Instruction – List every line in the records below that contains the string "door", matching case exactly.

· · ·

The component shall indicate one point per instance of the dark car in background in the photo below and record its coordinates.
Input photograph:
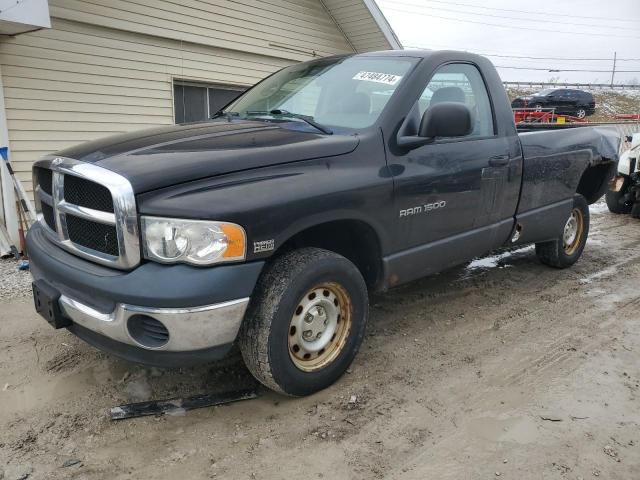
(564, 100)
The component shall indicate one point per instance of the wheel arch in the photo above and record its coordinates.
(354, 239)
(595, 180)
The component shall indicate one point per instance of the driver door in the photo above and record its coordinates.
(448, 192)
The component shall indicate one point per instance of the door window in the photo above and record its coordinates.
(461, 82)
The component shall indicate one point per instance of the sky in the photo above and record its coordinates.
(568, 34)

· · ·

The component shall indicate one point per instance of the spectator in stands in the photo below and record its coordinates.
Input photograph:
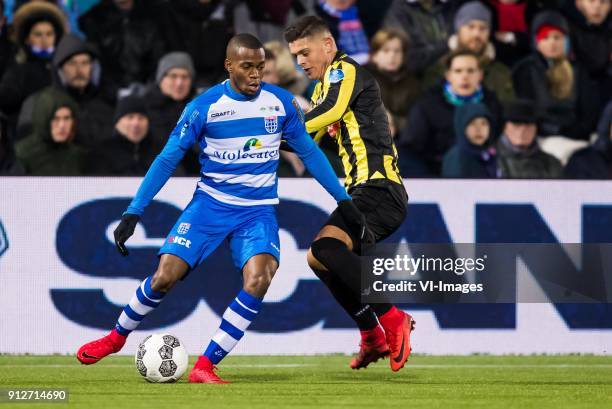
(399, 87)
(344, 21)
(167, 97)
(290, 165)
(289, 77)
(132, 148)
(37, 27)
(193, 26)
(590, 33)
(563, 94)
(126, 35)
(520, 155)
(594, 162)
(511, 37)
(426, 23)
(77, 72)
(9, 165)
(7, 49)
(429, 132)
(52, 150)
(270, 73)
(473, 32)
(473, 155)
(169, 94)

· · ·

Solution –
The component shall indicate one point per instance of the driver door in the photo above and record its coordinates.
The component shall indicate one point per instance of the door window in the photo above and record its coordinates.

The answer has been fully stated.